## BEGIN

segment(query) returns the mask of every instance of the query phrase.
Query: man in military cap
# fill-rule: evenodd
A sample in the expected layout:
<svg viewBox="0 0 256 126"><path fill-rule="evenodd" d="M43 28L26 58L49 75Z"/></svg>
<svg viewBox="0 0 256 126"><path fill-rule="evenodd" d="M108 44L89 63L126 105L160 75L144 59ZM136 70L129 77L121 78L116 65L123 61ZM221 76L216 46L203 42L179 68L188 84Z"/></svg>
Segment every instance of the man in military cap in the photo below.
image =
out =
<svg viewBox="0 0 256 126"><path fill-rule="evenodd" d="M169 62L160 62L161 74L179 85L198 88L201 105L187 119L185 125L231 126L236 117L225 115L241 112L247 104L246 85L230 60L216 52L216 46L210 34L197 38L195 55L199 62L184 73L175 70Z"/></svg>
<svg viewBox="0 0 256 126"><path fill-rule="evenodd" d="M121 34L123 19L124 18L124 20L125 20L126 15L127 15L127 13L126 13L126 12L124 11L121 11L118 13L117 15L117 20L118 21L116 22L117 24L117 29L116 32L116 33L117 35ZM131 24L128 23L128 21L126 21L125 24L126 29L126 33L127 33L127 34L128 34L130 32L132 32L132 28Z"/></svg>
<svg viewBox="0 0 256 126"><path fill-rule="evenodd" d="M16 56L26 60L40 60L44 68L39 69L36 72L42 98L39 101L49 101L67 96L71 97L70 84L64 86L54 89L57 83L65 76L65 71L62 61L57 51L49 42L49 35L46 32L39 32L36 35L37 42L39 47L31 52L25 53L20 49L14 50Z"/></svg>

## END
## BEGIN

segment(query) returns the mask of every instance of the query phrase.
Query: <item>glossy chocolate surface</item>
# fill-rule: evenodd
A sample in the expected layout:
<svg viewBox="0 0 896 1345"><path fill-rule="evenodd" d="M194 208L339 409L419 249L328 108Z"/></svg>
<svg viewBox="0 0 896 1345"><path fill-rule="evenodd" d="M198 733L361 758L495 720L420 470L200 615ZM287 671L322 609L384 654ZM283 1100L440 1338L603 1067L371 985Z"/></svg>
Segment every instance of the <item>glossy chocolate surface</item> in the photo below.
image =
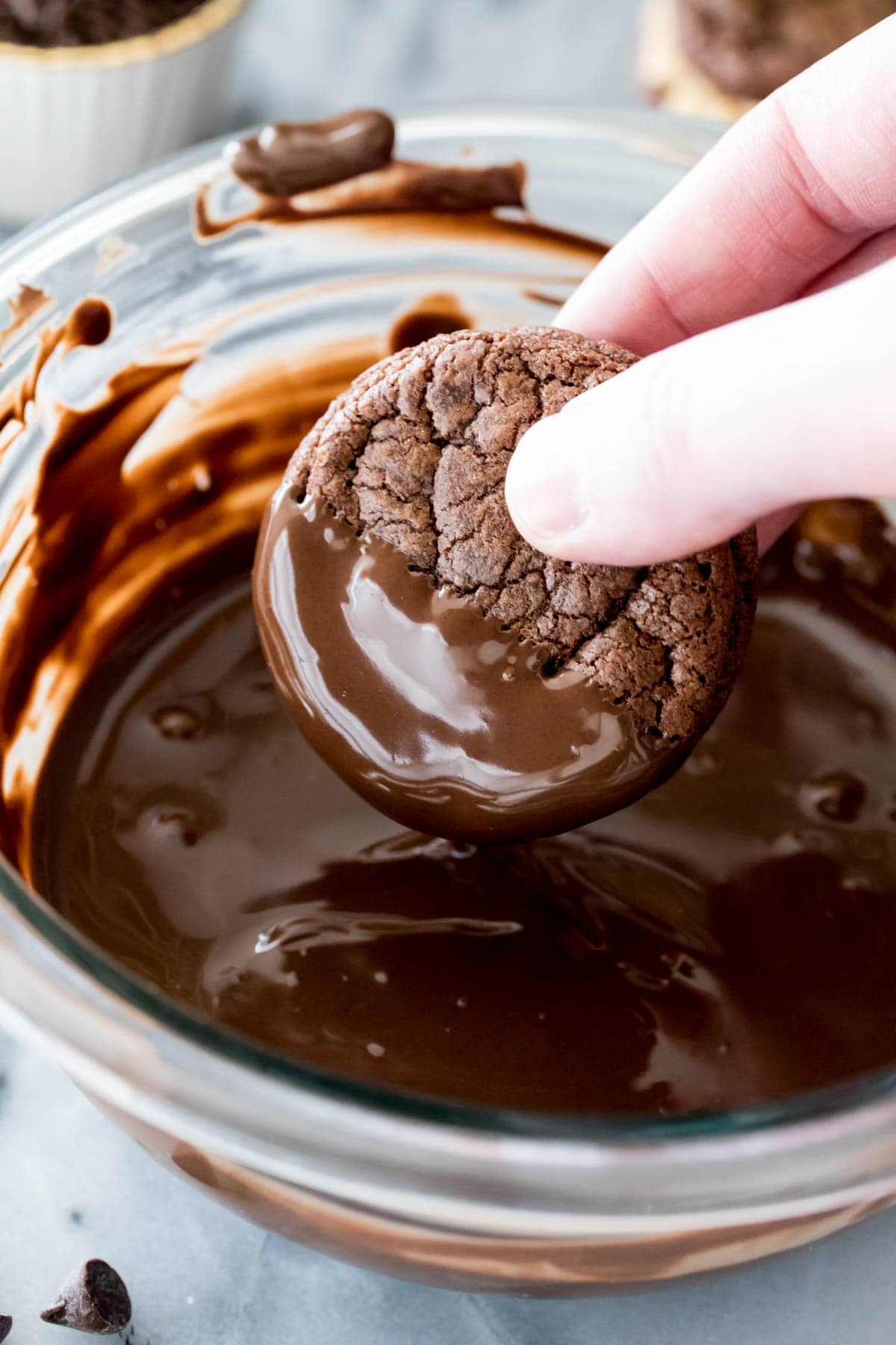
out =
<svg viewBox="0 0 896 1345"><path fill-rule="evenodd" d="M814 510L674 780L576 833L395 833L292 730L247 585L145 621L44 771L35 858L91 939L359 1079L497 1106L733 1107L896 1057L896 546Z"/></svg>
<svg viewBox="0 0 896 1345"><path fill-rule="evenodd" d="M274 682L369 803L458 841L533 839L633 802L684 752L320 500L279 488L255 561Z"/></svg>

## END
## BEGIN

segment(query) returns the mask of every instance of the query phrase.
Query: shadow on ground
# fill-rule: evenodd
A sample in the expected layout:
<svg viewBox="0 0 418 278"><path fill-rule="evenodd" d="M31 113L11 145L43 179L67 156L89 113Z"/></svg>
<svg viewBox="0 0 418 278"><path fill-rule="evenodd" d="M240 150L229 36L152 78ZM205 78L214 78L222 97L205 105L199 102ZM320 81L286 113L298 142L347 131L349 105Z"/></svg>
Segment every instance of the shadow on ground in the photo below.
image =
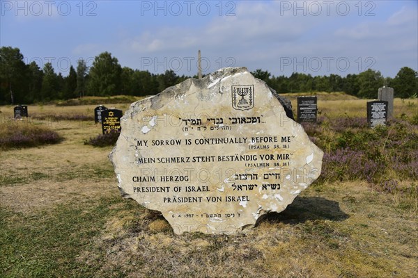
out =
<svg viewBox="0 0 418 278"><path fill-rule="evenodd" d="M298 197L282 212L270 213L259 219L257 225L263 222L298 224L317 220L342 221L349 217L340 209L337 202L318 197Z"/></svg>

## END

◆ REQUIRED WORK ◆
Pick out every line in the entries above that contains the string "shadow", and copy each one. Case counts when matching.

◆ EXERCISE OUTPUT ◆
Query: shadow on ground
Segment every instance of the shadow on ground in the photo below.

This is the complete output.